**Classes**: Wed 9:45-11:00 (East Hall 4) and Fri 11:15-12:30, East Hall 8

**Tutorial session: **Tue 17:15-18:30, West Hall 4

**TAs**: Xu He (x.he at jacobs-university.de) and Tianlin Liu (t.liu at jacobs-university.de)

**Contents. **This course gives an introduction to the basic concepts of statistical modeling. We bring together the two views of statistics and of machine learning. While both traditions have developed advanced statistical tools to analyse data, the fundamental questions that are asked (and answered) differ. Stated briefly, statisticians try to *answer specific, decision-relevant questions* on the basis of data, whereas machine learners aim at *modeling complex pieces of the world in as accurately and comprehensively as possible*, given data. Both views are important in the current fast developments in "Big Data" or "Data Analytics". The course proceeds in four main parts: (i) the fundamental concepts of statistical modeling: probability spaces, observation spaces, random variables; (ii) a crash refresher on basic mathematical formulas and laws; (iii) introduction to statistical methods; (iv) introduction to methods of machine learning. The course was developed jointly by a statistician (A. Wilhelm) and a machine learner (H. Jaeger), and will be highly enriched by examples, exercises and miniprojects.
--
### WORK INSTRUCTIONS
a) Summarize the course description in two sentences.
b) According to the course description, in which room is the tutorial session held?
c) Please write a continuation of the course description, beginning after its final sentence.
The lines after this point come from a separate source.

### SUPPLIED MATERIAL
--
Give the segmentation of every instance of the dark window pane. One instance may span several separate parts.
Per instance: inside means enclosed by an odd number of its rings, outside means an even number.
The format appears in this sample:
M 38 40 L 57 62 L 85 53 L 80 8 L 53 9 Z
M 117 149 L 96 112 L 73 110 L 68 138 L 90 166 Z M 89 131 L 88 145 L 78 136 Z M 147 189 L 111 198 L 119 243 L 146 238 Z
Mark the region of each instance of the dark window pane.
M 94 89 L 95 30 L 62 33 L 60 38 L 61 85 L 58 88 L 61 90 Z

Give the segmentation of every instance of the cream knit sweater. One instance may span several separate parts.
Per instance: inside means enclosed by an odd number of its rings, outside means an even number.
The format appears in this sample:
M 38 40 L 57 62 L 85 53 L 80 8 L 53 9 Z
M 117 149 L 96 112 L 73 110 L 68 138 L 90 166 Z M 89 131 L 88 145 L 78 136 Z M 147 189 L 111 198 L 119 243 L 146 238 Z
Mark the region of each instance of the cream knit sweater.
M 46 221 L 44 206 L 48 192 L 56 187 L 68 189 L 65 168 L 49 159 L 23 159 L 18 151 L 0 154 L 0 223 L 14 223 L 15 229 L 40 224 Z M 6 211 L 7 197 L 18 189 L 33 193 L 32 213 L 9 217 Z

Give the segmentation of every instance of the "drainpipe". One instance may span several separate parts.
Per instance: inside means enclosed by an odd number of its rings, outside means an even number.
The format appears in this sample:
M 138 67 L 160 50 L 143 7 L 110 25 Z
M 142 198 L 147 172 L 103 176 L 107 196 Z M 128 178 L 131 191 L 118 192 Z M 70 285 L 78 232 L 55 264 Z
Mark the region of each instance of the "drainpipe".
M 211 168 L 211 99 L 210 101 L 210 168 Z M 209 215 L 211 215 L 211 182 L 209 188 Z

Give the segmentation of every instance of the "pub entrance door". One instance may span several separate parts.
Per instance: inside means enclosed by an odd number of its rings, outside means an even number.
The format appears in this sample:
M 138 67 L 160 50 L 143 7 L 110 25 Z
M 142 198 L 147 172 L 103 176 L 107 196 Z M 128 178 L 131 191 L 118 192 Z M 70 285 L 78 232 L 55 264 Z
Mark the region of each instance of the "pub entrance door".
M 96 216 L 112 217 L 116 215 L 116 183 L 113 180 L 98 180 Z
--
### ANSWERS FOR THE EXERCISE
a) The course introduces the basic concepts of statistical modeling and brings together two views: statistics, which answers specific, decision-relevant questions from data, and machine learning, which models complex pieces of the world as accurately and comprehensively as possible. It proceeds from fundamental concepts and a refresher on basic mathematics to introductions to statistical methods and machine learning methods, and it includes examples, exercises and miniprojects.

b) West Hall 4.

c)
**Lecture notes**

- Part 1: Face to Face with Probability: Clear Concepts, Clean Notation (final (?) version 2.1 for this lecture, from Feb 17, 2018. Diff to version 2.0 from Feb 14: extensions in Section 7.3, 7.4)
- Parts 2 and 3: Introduction to Statistical Inference (outdated, will be entirely re-written)
- Part 4: Machine Learning in a Tiny Nutshell (version from Fall 2016)

**Homework. **There will be two kinds of homeworks, which are treated quite differently. **A. Paper-and-pencil problems**. These homeworks give an opportunity to exercise the theoretical concepts introduced in the lecture. These homeworks will not be checked or graded, and doing them is not mandatory. Instead, the problems will be discussed and show-solved in weekly tutorial sessions held by the TAs. Model solutions will be put online a week after issuing the problem sheets. **B. Programming miniprojects.** The other type of homework comes in the form of small-sized programming projects. Students work in teams of two or three, each team submitting a single solution, by email to the TAs, consisting of the code and a documentation (typeset pdf document, preferably generated in Latex, other word processing software allowed). These miniproject homeworks will be graded. Programming can be done in Matlab or Python.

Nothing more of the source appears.